▸ WHAT THE TASK ASKS
Restate each entry word for word. Keep every detail intact.

Dataset entries

***

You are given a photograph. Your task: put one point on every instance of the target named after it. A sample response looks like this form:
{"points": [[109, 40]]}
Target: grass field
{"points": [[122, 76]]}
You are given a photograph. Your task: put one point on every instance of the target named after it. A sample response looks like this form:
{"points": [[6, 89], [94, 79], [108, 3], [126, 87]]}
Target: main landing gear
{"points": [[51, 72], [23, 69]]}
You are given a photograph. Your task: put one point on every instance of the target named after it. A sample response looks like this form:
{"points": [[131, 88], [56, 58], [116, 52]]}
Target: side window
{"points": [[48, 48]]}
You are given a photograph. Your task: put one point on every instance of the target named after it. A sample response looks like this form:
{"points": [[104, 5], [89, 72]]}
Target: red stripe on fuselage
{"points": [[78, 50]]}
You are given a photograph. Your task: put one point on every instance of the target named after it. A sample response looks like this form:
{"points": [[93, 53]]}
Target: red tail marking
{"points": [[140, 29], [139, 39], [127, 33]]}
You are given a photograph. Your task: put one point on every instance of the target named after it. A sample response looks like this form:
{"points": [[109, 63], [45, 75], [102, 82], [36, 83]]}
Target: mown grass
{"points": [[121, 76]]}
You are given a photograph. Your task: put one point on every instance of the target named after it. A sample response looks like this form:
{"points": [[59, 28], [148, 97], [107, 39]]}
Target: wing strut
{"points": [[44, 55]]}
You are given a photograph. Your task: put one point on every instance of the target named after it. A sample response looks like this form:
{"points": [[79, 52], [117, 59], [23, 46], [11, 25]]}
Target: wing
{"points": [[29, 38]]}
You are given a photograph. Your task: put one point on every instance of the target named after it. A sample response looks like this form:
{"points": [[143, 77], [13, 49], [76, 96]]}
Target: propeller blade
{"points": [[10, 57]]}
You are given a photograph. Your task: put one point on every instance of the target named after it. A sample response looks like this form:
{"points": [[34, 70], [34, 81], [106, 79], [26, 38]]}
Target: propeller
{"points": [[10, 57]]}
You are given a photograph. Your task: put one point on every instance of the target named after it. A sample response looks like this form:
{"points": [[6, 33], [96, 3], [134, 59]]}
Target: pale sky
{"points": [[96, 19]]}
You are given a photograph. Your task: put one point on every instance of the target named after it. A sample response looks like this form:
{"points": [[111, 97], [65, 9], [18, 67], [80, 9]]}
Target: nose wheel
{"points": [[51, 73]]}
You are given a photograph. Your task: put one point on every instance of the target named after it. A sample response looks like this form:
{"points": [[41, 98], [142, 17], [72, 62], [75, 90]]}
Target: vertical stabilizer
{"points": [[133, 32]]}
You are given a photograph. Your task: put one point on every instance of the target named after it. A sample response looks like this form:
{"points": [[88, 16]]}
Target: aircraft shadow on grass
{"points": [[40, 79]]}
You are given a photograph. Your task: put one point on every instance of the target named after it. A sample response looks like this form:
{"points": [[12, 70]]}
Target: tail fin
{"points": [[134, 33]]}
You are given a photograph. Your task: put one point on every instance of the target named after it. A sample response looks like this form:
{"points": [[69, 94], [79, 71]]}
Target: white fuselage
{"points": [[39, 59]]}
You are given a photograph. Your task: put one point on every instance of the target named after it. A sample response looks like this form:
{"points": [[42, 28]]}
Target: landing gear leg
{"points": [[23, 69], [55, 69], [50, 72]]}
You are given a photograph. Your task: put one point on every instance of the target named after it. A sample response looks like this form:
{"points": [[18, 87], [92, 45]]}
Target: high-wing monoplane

***

▸ TASK OUTPUT
You are given a photograph. Your task: put one point on every instance of the target named after it. A sample response looks like this form:
{"points": [[109, 40]]}
Target: grass field
{"points": [[122, 76]]}
You are given a photograph. Your task: put one point on every instance of the target named after it. A sample response looks like this form:
{"points": [[6, 89], [94, 79], [108, 3], [126, 87]]}
Target: main landing gear
{"points": [[51, 72], [23, 69]]}
You are given a photograph. Your task: put one point on every instance of the target named after it. A sample response looks like this form:
{"points": [[131, 88], [56, 58], [116, 52]]}
Target: side window
{"points": [[48, 48]]}
You are given a photograph. Your task: put one point on every instance of the target named after it. A sample response looks like this form:
{"points": [[104, 5], [89, 72]]}
Target: red stripe on fuselage
{"points": [[78, 50]]}
You are given a photograph. Your task: put one point on every instance of the target named after it. A sample response looks like this form:
{"points": [[93, 53]]}
Target: red tail marking
{"points": [[140, 29], [139, 39], [127, 33]]}
You are given a photograph. Your task: put one point on every instance of the target named after it. A sample response looks like this form:
{"points": [[109, 63], [45, 75], [102, 82], [36, 83]]}
Target: mown grass
{"points": [[121, 76]]}
You are given a photograph. Your task: put one point on every instance of the target named after it. A sample response looks like this form:
{"points": [[59, 28], [148, 97], [107, 39]]}
Target: wing strut
{"points": [[44, 55]]}
You are given a photograph. Your task: put one point on every instance of the target named after it. A sample response looks like this form:
{"points": [[79, 52], [117, 59], [23, 46], [11, 25]]}
Target: wing
{"points": [[29, 38]]}
You are given a photograph. Your task: put one point on every instance of the target named after it. A sample response looks like this form:
{"points": [[143, 77], [13, 49], [76, 96]]}
Target: propeller blade
{"points": [[10, 57]]}
You are given a photograph. Your task: put one point on every instance of the target named after it. A sample response looks like this form:
{"points": [[34, 70], [34, 81], [106, 79], [26, 38]]}
Target: propeller
{"points": [[10, 57]]}
You are given a photograph. Your task: put one point on every instance of the target named after it. A sample response looks like this form:
{"points": [[6, 33], [96, 3], [134, 59]]}
Target: pale sky
{"points": [[96, 19]]}
You are given a photograph. Your task: put one point on every instance of the target named after it. A sample response looks like this form:
{"points": [[111, 97], [65, 9], [18, 67], [80, 9]]}
Target: nose wheel
{"points": [[51, 73]]}
You are given a photograph. Your task: put one point on every instance of the target named after it. A sample response looks like this form:
{"points": [[41, 98], [142, 17], [72, 62], [75, 90]]}
Target: vertical stabilizer
{"points": [[133, 32]]}
You are given a photograph. Your task: put one point on every instance of the target named after it. A sample response looks like this form:
{"points": [[88, 16]]}
Target: aircraft shadow on grass
{"points": [[40, 79]]}
You are given a photograph. Your task: put one point on every instance of the target named after it. A sample response looks like this form:
{"points": [[12, 70]]}
Target: tail fin
{"points": [[134, 33]]}
You are given a photograph. Your task: put one point on every instance of the target named after it. A sample response looks like this form:
{"points": [[69, 94], [79, 71]]}
Target: white fuselage
{"points": [[39, 59]]}
You are given a photograph. Your task: put one point on every instance of the target named after it. A sample response looks like this form:
{"points": [[42, 28]]}
Target: landing gear leg
{"points": [[23, 69], [55, 69], [50, 72]]}
You are given a photograph. Your task: put one point on every instance of the target named after it. A sample response looks like this form:
{"points": [[18, 87], [92, 45]]}
Target: high-wing monoplane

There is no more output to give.